→ EXTRACTED MATERIAL

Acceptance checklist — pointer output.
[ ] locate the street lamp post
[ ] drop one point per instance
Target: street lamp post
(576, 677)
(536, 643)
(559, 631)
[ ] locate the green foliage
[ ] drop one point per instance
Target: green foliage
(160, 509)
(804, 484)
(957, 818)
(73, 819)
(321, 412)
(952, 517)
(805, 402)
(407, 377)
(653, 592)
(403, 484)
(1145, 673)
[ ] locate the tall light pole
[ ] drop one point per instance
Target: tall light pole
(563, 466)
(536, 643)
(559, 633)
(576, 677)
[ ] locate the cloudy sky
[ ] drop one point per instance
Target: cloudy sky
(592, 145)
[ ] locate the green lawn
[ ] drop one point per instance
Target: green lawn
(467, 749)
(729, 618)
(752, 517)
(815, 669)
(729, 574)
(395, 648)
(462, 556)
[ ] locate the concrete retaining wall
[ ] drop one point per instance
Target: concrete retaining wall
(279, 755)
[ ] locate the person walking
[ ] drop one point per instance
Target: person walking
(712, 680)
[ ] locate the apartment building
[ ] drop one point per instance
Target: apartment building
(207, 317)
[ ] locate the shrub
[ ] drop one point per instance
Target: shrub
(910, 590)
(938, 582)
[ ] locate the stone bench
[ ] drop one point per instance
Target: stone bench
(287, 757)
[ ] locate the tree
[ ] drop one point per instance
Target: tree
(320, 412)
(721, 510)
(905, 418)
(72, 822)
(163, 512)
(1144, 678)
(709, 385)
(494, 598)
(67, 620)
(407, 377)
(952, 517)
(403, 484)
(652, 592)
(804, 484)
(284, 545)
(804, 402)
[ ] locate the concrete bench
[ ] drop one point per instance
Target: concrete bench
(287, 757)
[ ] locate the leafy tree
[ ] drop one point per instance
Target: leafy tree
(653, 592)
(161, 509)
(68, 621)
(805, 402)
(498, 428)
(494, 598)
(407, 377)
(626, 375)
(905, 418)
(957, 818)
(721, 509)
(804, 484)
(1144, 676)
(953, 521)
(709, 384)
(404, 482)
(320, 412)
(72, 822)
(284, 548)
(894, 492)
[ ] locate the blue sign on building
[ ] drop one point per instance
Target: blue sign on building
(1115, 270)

→ YOUR TASK
The complete listing must be reproduced exactly as written.

→ ANSWER TO THIS TASK
Acceptance checklist — pointer output.
[ ] locate the street lamp post
[ ] drop one point per instance
Target: street lamp post
(576, 677)
(536, 643)
(559, 631)
[ ] locate the green foliage
[ ] drop one point per instance
Target: green foliage
(160, 509)
(804, 484)
(957, 818)
(73, 819)
(321, 412)
(952, 517)
(805, 402)
(407, 377)
(653, 592)
(403, 484)
(1145, 673)
[ ] locate the tall light pole
[ ] drop one point per instance
Target: tall light pole
(563, 466)
(536, 643)
(559, 633)
(576, 677)
[ ] locate the cloudy sky
[ ] drop one point per instance
Target: cloudy sky
(592, 145)
[ ] locate the green lawn
[ ] drop one point per instance
Target: green lawn
(467, 749)
(729, 618)
(752, 517)
(815, 669)
(729, 574)
(395, 648)
(462, 556)
[ ] locate the concrete retaining wall
[ ] drop one point per instance
Target: concrete retaining wall
(279, 755)
[ ] locate the person walking
[ ] drop one point per instance
Target: person walking
(712, 680)
[ ] locate the apartment building
[ ] drop one point per instance
Target: apartment building
(207, 317)
[ ] locate the shrub
[ ] drop one point per instance
Target: shrub
(910, 590)
(938, 582)
[ ] locate the stone bench
[ ] drop one point per instance
Target: stone bench
(287, 757)
[ ] locate the tree
[ ] drop one point per instance
Target: tree
(320, 412)
(721, 510)
(905, 418)
(72, 822)
(163, 512)
(1144, 678)
(709, 385)
(494, 598)
(67, 620)
(407, 377)
(952, 517)
(403, 484)
(652, 592)
(804, 484)
(284, 545)
(804, 402)
[ ] locate the concrete bench
[ ] drop one point per instance
Target: concrete bench
(287, 757)
[ ] locate the leafy tree
[ ] drop one point per instance
Target: leafy tree
(653, 592)
(161, 509)
(68, 621)
(805, 402)
(498, 428)
(494, 598)
(407, 377)
(626, 375)
(905, 418)
(957, 818)
(721, 509)
(804, 484)
(1144, 676)
(953, 521)
(709, 384)
(404, 482)
(320, 412)
(72, 822)
(284, 548)
(894, 492)
[ ] locate the blue sign on building
[ ] drop one point per instance
Target: blue sign on building
(1115, 270)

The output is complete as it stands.